Simulated dissection
Although I have
never been to Med. School and worked on cadavers, I do have a medical
background. I am a Combat Medic in the Army Reserves. I am a Nationally
Certified EMT, and have also taken the Army’s version of EMT. In the civilian
sector many ambulance calls revolve around the elderly. In the military you
deal with battlefield trauma. I have been through multiple types of training
scenarios that included simulated dummies and live patients. The Army loves
simulated dummies; they think it is the greatest thing. I am not allowed to
discuss my live patient training in detail—secret squirrel stuff—but I can
still compare live vs. fake. At the end of military training exercises the
cadre stages a mass casualty event. We as medics enter the scene, assess the
situation, treat patients, evacuate them, and call in choppers or a ground
evac. During these training exercises many patients are dummies hooked up to
computers that bring the plastic stiff to life—they breathe, moan and squirt
fake blood. We also have live patients with fake injuries; they too moan and
squirt fake blood. We apply tourniquets, real bandages, and on the dummies
insert breathing apparatuses, and sometimes initiate a cricoid-thyroidotomy.
And if the live patient is presenting as having a breathing problem we tape a
breathing apparatus to them or tell the cadre that we would in real life secure
the airway. Now I have also been in a lab, and applied the same training to
living beings. “In the Crimes of Anatomy” article by Mary Roach, one of the
students when asked if he felt the cadaver training was necessary, he replied
that it was indeed, but sometimes felt that it was a waste of time (55). What
he should have added was that it was not a waste of his time, but a waste of a
cadaver. In other words, with the crazy technology and simulation logistics
that the Army has, I learned just as well with that as I did in the lab. The
lab was not only un-necessary but a waste of life. Of course the Army wants you
to see that on a living being techniques such as applying a tourniquet are
effective. Let me be the judge of that when I am the Middle East trying to save
my buddies limb with a tourniquet. If I do save his limb, I have my training to
thank, and I know a tourniquet actually works. But let’s eliminate that step in
the lab, my simulation training is sufficient to learn how to apply a
tourniquet, and view that its application is effective. As far as dealing with
death, it only takes a couple trips through Baghdad, or a military hospital to
learn a thing or two about death.

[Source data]

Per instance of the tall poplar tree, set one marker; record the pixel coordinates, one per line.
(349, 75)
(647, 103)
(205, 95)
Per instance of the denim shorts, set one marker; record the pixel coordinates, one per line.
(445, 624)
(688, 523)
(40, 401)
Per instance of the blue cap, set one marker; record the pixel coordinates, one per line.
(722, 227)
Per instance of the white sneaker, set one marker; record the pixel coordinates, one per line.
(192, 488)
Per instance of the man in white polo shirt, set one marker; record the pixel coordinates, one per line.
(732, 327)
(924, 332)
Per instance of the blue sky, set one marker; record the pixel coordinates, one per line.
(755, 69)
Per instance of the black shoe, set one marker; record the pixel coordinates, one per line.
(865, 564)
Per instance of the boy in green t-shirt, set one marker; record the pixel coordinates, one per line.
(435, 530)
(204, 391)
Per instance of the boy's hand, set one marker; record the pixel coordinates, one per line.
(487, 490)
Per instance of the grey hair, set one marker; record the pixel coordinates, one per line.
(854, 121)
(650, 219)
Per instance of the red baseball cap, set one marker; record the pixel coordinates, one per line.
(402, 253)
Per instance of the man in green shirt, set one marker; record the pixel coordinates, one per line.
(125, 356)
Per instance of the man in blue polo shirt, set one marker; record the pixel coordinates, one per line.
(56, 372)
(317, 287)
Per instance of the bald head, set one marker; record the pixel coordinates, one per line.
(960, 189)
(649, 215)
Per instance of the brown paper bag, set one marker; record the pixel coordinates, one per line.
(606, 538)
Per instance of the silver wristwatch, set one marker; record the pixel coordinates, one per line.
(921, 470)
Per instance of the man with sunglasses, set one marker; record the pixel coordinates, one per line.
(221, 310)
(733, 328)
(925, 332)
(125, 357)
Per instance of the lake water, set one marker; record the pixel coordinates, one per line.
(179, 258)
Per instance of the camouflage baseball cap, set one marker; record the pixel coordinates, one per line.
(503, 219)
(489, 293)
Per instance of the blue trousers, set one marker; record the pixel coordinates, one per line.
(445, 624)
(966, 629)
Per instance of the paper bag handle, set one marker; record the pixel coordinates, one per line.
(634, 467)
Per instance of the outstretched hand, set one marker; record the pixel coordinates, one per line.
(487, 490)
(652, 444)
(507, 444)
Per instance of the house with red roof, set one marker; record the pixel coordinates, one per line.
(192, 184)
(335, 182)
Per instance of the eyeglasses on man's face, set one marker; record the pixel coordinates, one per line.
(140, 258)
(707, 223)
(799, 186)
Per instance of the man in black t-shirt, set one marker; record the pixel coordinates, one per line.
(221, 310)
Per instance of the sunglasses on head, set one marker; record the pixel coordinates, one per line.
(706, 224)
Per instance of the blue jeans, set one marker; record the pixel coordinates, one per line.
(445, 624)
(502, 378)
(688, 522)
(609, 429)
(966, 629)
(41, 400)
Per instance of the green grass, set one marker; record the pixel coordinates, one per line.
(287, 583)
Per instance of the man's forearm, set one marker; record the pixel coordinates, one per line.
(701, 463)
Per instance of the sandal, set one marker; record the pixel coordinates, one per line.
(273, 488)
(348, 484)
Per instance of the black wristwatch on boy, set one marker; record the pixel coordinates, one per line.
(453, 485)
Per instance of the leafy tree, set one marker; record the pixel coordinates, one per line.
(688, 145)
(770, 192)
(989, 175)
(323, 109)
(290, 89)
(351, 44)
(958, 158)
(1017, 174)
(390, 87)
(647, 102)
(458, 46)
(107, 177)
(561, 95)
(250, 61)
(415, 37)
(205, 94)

What you need to do
Copy out the entire simulated dissection text word for word. This material has no connection to the simulated dissection text.

Your solution
Simulated dissection
Although I have
never been to Med. School and worked on cadavers, I do have a medical
background. I am a Combat Medic in the Army Reserves. I am a Nationally
Certified EMT, and have also taken the Army’s version of EMT. In the civilian
sector many ambulance calls revolve around the elderly. In the military you
deal with battlefield trauma. I have been through multiple types of training
scenarios that included simulated dummies and live patients. The Army loves
simulated dummies; they think it is the greatest thing. I am not allowed to
discuss my live patient training in detail—secret squirrel stuff—but I can
still compare live vs. fake. At the end of military training exercises the
cadre stages a mass casualty event. We as medics enter the scene, assess the
situation, treat patients, evacuate them, and call in choppers or a ground
evac. During these training exercises many patients are dummies hooked up to
computers that bring the plastic stiff to life—they breathe, moan and squirt
fake blood. We also have live patients with fake injuries; they too moan and
squirt fake blood. We apply tourniquets, real bandages, and on the dummies
insert breathing apparatuses, and sometimes initiate a cricoid-thyroidotomy.
And if the live patient is presenting as having a breathing problem we tape a
breathing apparatus to them or tell the cadre that we would in real life secure
the airway. Now I have also been in a lab, and applied the same training to
living beings. “In the Crimes of Anatomy” article by Mary Roach, one of the
students when asked if he felt the cadaver training was necessary, he replied
that it was indeed, but sometimes felt that it was a waste of time (55). What
he should have added was that it was not a waste of his time, but a waste of a
cadaver. In other words, with the crazy technology and simulation logistics
that the Army has, I learned just as well with that as I did in the lab. The
lab was not only un-necessary but a waste of life. Of course the Army wants you
to see that on a living being techniques such as applying a tourniquet are
effective. Let me be the judge of that when I am the Middle East trying to save
my buddies limb with a tourniquet. If I do save his limb, I have my training to
thank, and I know a tourniquet actually works. But let’s eliminate that step in
the lab, my simulation training is sufficient to learn how to apply a
tourniquet, and view that its application is effective. As far as dealing with
death, it only takes a couple trips through Baghdad, or a military hospital to
learn a thing or two about death.